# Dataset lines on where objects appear

* start *

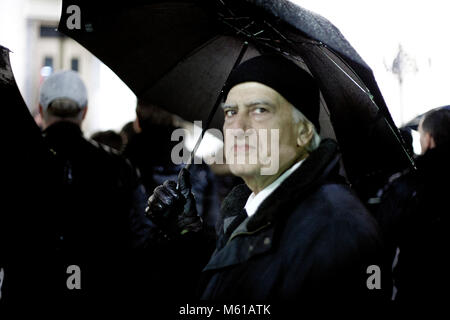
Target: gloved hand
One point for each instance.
(172, 208)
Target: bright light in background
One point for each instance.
(378, 29)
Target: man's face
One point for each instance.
(254, 115)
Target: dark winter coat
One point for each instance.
(310, 240)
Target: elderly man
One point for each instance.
(299, 232)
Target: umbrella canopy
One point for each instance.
(177, 54)
(414, 123)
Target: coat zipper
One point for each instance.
(248, 232)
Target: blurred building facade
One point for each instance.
(28, 29)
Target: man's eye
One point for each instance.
(230, 113)
(260, 110)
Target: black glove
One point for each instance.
(172, 208)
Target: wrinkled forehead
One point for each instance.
(250, 93)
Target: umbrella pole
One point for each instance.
(216, 105)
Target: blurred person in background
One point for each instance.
(414, 216)
(108, 138)
(94, 196)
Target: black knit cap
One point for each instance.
(281, 74)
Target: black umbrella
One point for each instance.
(178, 54)
(414, 123)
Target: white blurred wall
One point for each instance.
(376, 29)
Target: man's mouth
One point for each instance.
(242, 148)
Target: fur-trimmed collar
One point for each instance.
(313, 172)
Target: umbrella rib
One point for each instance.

* end *

# Task statement
Update these lines by replacing "umbrella" with "parasol" wherever it occurs and keeping everything else the same. Leave the pictures out of your answer.

# Answer to this task
Target: gloved hand
One point for each instance.
(172, 208)
Target: bright light in background
One point for each instance.
(378, 29)
Target: man's face
One point for each instance.
(254, 115)
Target: dark winter coat
One point for each instance.
(310, 240)
Target: elderly man
One point for each instance.
(299, 232)
Target: parasol canopy
One point for each instance.
(177, 54)
(414, 123)
Target: coat zipper
One point for each instance.
(248, 232)
Target: blurred building facade
One point for each instance.
(28, 29)
Target: man's eye
One point for each instance.
(230, 113)
(260, 110)
Target: black glove
One point for each instance.
(172, 208)
Target: wrinkled forehead
One point for each instance.
(250, 93)
Target: parasol pole
One point for each instance.
(216, 105)
Target: blurred person in background
One point for each instance.
(414, 216)
(108, 138)
(94, 196)
Target: black knit cap
One point for each instance.
(281, 74)
Target: black parasol
One point for each instance.
(178, 54)
(414, 123)
Target: white blurred wall
One point for each instance.
(376, 29)
Target: man's mouth
One point for each instance.
(242, 148)
Target: fur-trimmed collar
One point for each instance.
(313, 172)
Target: parasol rib
One point for each instance.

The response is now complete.